DATA PROVIDED:
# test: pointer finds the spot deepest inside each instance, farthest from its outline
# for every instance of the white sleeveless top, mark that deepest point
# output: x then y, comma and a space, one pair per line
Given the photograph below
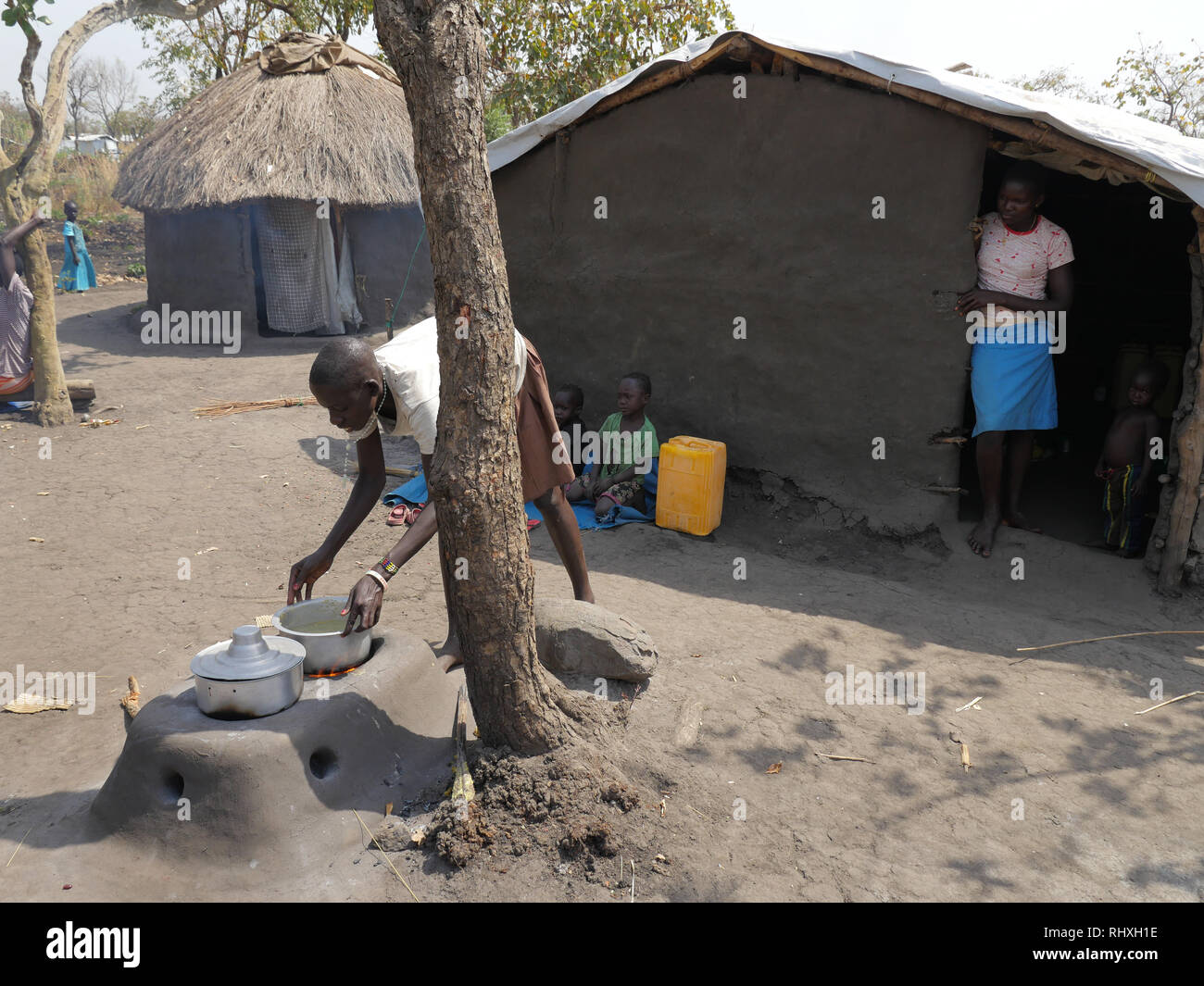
* * *
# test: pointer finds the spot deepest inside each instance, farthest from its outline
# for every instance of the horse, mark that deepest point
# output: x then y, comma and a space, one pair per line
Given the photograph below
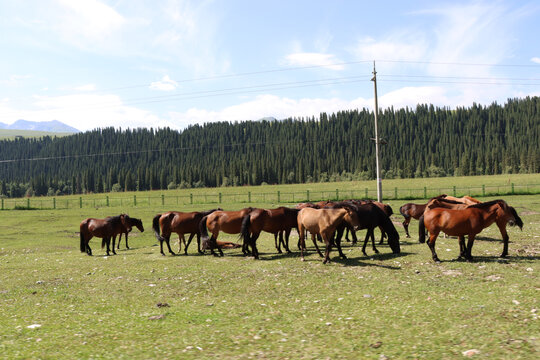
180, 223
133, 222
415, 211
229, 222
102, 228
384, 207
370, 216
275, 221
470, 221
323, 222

PROBLEM DETAILS:
List every line of the records above that contains the word "mark".

PROBLEM SOLUTION:
# for every instance of the white sleeveless top, mark that deepest point
# for every instance of the horse, mark that deepest point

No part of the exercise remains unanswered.